Exercise data start
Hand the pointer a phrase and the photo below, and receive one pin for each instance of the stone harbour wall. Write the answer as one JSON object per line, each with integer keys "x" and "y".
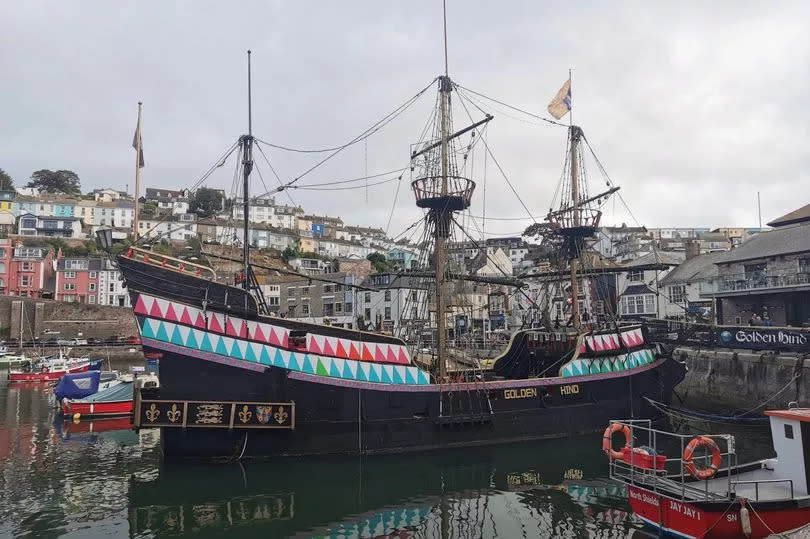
{"x": 38, "y": 317}
{"x": 728, "y": 382}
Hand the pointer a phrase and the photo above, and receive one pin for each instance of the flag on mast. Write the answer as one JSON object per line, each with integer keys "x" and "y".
{"x": 137, "y": 143}
{"x": 561, "y": 104}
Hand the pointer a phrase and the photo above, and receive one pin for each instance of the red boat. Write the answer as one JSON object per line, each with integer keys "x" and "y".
{"x": 51, "y": 370}
{"x": 115, "y": 401}
{"x": 709, "y": 495}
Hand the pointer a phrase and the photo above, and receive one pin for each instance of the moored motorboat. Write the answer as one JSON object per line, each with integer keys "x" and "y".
{"x": 114, "y": 401}
{"x": 713, "y": 496}
{"x": 52, "y": 369}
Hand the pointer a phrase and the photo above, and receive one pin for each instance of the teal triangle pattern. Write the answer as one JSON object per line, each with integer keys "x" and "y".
{"x": 146, "y": 329}
{"x": 307, "y": 368}
{"x": 250, "y": 355}
{"x": 292, "y": 364}
{"x": 278, "y": 359}
{"x": 206, "y": 343}
{"x": 191, "y": 341}
{"x": 347, "y": 372}
{"x": 161, "y": 334}
{"x": 221, "y": 346}
{"x": 386, "y": 376}
{"x": 264, "y": 357}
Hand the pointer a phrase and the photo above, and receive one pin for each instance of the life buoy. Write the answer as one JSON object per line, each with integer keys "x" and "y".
{"x": 607, "y": 442}
{"x": 717, "y": 457}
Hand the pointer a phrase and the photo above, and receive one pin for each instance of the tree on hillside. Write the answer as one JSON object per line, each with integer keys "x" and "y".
{"x": 380, "y": 263}
{"x": 55, "y": 181}
{"x": 206, "y": 202}
{"x": 6, "y": 182}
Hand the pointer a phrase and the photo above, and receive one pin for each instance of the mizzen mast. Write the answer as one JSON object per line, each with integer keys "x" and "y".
{"x": 246, "y": 142}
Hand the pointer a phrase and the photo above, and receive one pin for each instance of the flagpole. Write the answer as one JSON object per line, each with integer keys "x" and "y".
{"x": 571, "y": 90}
{"x": 137, "y": 172}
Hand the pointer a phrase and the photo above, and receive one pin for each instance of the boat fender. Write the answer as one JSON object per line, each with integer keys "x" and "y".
{"x": 717, "y": 458}
{"x": 607, "y": 442}
{"x": 745, "y": 519}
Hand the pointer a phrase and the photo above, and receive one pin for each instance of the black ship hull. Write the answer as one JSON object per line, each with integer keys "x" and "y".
{"x": 234, "y": 384}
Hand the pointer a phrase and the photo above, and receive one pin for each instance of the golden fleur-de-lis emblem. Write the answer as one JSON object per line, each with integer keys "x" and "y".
{"x": 173, "y": 414}
{"x": 245, "y": 414}
{"x": 152, "y": 413}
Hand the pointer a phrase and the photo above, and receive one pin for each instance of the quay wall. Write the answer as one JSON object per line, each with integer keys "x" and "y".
{"x": 69, "y": 319}
{"x": 728, "y": 382}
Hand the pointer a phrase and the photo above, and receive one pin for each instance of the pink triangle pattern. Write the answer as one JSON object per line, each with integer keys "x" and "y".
{"x": 140, "y": 304}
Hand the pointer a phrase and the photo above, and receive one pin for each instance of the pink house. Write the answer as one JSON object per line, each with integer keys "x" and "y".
{"x": 26, "y": 271}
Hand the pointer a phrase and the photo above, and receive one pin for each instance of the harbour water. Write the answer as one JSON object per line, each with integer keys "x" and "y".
{"x": 77, "y": 480}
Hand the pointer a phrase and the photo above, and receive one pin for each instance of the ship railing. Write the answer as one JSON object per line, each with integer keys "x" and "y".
{"x": 672, "y": 479}
{"x": 757, "y": 482}
{"x": 169, "y": 262}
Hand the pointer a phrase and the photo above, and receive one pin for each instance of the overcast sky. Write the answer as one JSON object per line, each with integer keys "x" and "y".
{"x": 692, "y": 107}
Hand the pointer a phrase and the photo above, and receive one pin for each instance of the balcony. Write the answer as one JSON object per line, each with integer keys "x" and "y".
{"x": 756, "y": 283}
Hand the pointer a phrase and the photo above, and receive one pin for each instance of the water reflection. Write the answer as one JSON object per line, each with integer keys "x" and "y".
{"x": 66, "y": 479}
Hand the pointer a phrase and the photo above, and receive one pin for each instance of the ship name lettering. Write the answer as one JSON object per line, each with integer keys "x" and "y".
{"x": 524, "y": 393}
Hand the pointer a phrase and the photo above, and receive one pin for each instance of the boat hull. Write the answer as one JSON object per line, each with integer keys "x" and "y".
{"x": 87, "y": 410}
{"x": 720, "y": 519}
{"x": 336, "y": 417}
{"x": 47, "y": 376}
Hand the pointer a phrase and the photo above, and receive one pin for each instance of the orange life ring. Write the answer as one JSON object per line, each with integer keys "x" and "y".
{"x": 607, "y": 441}
{"x": 717, "y": 457}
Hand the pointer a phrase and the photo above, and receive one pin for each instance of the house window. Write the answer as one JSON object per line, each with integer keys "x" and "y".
{"x": 677, "y": 294}
{"x": 635, "y": 276}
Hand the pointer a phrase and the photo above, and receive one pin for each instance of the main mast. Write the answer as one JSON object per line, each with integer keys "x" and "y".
{"x": 246, "y": 142}
{"x": 575, "y": 315}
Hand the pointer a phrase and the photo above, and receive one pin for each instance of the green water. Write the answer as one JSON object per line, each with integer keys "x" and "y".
{"x": 58, "y": 481}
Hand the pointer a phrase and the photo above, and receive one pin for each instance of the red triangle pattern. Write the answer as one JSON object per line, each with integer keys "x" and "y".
{"x": 229, "y": 329}
{"x": 213, "y": 324}
{"x": 200, "y": 321}
{"x": 155, "y": 310}
{"x": 312, "y": 346}
{"x": 341, "y": 351}
{"x": 379, "y": 353}
{"x": 170, "y": 314}
{"x": 140, "y": 308}
{"x": 327, "y": 347}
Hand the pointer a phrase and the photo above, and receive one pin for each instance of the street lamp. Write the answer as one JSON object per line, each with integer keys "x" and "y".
{"x": 104, "y": 239}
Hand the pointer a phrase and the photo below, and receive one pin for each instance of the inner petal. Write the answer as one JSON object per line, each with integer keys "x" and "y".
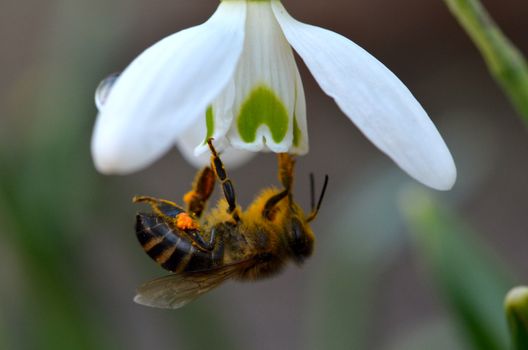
{"x": 265, "y": 84}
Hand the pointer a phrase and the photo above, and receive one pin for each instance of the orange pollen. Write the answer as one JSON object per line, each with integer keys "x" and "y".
{"x": 185, "y": 222}
{"x": 189, "y": 196}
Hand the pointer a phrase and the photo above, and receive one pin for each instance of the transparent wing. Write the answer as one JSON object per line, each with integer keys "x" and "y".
{"x": 175, "y": 291}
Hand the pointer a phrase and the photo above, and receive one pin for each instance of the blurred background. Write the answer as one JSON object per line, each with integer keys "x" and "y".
{"x": 396, "y": 266}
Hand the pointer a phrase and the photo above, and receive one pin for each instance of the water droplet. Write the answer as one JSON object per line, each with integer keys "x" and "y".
{"x": 104, "y": 88}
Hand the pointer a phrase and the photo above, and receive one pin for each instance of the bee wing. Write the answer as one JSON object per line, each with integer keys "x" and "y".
{"x": 175, "y": 291}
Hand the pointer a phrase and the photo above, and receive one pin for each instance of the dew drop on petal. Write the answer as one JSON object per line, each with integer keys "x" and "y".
{"x": 104, "y": 88}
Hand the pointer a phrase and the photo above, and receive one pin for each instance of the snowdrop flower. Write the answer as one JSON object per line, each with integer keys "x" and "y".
{"x": 234, "y": 78}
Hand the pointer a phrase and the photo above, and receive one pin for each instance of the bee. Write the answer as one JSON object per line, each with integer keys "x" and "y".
{"x": 204, "y": 251}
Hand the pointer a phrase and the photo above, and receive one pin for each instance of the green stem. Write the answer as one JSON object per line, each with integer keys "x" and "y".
{"x": 516, "y": 306}
{"x": 505, "y": 62}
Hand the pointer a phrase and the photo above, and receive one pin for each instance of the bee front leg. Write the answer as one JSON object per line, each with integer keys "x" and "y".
{"x": 227, "y": 185}
{"x": 286, "y": 165}
{"x": 203, "y": 187}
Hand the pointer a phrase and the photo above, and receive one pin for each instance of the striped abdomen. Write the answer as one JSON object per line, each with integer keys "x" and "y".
{"x": 173, "y": 249}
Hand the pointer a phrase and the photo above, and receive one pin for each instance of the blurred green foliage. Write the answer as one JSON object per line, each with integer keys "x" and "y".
{"x": 516, "y": 305}
{"x": 505, "y": 62}
{"x": 470, "y": 278}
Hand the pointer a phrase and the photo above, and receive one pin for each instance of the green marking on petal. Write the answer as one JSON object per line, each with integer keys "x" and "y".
{"x": 209, "y": 123}
{"x": 297, "y": 134}
{"x": 262, "y": 107}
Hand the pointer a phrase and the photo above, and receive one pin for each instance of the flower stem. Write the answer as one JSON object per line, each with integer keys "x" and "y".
{"x": 505, "y": 62}
{"x": 516, "y": 305}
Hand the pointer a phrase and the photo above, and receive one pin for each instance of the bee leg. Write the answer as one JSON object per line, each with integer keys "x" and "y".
{"x": 227, "y": 185}
{"x": 286, "y": 165}
{"x": 203, "y": 187}
{"x": 161, "y": 207}
{"x": 269, "y": 207}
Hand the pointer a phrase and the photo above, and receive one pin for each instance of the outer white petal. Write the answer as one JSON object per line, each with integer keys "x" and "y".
{"x": 374, "y": 99}
{"x": 161, "y": 92}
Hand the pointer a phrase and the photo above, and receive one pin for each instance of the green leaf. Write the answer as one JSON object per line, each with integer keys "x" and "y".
{"x": 469, "y": 277}
{"x": 516, "y": 306}
{"x": 505, "y": 62}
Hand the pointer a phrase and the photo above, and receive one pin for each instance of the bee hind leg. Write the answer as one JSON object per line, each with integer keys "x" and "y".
{"x": 227, "y": 185}
{"x": 161, "y": 207}
{"x": 203, "y": 186}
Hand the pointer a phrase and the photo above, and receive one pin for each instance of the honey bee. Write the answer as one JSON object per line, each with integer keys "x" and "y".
{"x": 202, "y": 252}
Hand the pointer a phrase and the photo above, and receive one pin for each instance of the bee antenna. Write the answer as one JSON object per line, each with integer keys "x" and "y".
{"x": 314, "y": 212}
{"x": 312, "y": 192}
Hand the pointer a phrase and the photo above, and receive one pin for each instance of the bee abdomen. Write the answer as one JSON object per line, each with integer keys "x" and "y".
{"x": 172, "y": 249}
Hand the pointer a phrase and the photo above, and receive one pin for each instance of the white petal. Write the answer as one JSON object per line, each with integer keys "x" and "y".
{"x": 265, "y": 83}
{"x": 231, "y": 157}
{"x": 156, "y": 97}
{"x": 221, "y": 114}
{"x": 374, "y": 99}
{"x": 300, "y": 127}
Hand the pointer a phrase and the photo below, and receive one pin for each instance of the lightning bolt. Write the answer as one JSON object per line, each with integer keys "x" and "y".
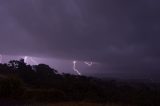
{"x": 74, "y": 68}
{"x": 25, "y": 59}
{"x": 88, "y": 63}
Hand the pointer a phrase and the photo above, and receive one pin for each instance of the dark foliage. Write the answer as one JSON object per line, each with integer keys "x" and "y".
{"x": 40, "y": 83}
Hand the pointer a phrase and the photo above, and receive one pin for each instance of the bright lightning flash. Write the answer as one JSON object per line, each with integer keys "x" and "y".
{"x": 74, "y": 68}
{"x": 88, "y": 63}
{"x": 31, "y": 59}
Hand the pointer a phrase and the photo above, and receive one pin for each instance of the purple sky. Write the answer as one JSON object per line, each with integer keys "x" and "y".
{"x": 121, "y": 35}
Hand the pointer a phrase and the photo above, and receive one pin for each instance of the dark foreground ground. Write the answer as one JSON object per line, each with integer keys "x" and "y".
{"x": 40, "y": 85}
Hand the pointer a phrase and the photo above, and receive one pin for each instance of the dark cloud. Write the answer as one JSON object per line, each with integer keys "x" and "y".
{"x": 120, "y": 34}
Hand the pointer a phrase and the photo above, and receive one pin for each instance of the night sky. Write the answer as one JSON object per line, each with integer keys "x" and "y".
{"x": 122, "y": 37}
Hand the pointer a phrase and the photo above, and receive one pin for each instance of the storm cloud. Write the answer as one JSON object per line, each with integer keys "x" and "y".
{"x": 122, "y": 35}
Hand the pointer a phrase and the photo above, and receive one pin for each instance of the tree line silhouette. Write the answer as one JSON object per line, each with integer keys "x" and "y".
{"x": 41, "y": 83}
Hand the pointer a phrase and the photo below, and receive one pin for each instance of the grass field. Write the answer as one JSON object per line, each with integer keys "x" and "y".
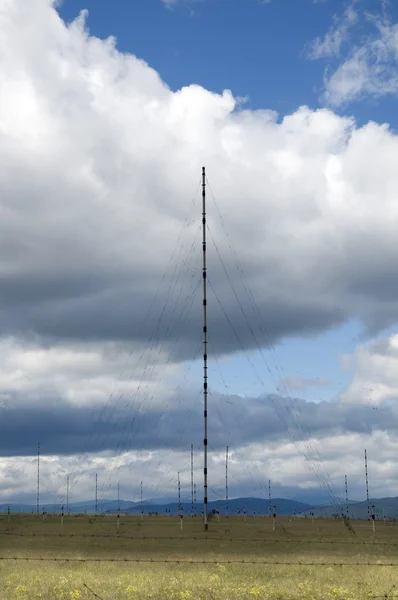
{"x": 153, "y": 559}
Exercise data end
* **Exercise**
Output the line containing "of the bright" and each line after it, through the end of the material, exactly as given. No pictures belong in the output.

* **Task solution**
Hand the pointer a phrase and the photo above, and receive one pin for each instance of the bright lightning flash. Write the answer as one JSON object per line, each with integer keys "x" and "y".
{"x": 74, "y": 68}
{"x": 88, "y": 63}
{"x": 31, "y": 59}
Hand the pointer a phrase and the photo above, and receive one pin for each instance of the purple sky. Write the answer as one JSON object per line, each with integer keys "x" and "y".
{"x": 121, "y": 35}
Hand the pointer a phrase and the photo above, and receive one pin for each instance of the dark foreground ground. Write the answer as one JSON object per line, each with integer keys "x" and "y".
{"x": 40, "y": 85}
Hand the pointer a phrase and the photo above, and receive one pin for each instance of the dark cloud. Write the answer as one JSON object per line, each with integer keys "x" and "y".
{"x": 120, "y": 34}
Hand the pointer a phrase and the photo above, and receive one pin for each instance of the night sky. Write the answer as one JSON object per line, each with integer keys "x" and "y".
{"x": 122, "y": 37}
Hand the pointer a phrase and the photo above, and receive one pin for each instance of the storm cloud. Write the answer as one JSON object per line, each with integer keys "x" and "y".
{"x": 122, "y": 35}
Hand the pointer a phrase and the photo above, and receive one pin for each instance of the tree line silhouette. Write the answer as one JSON object per line, each with integer keys "x" and "y".
{"x": 41, "y": 83}
Hand the pointer a phrase and the photo below, and receive one pin for each instance of the grass field. Write the answer as one JSON object per line, each with integer keys "x" and "y".
{"x": 153, "y": 559}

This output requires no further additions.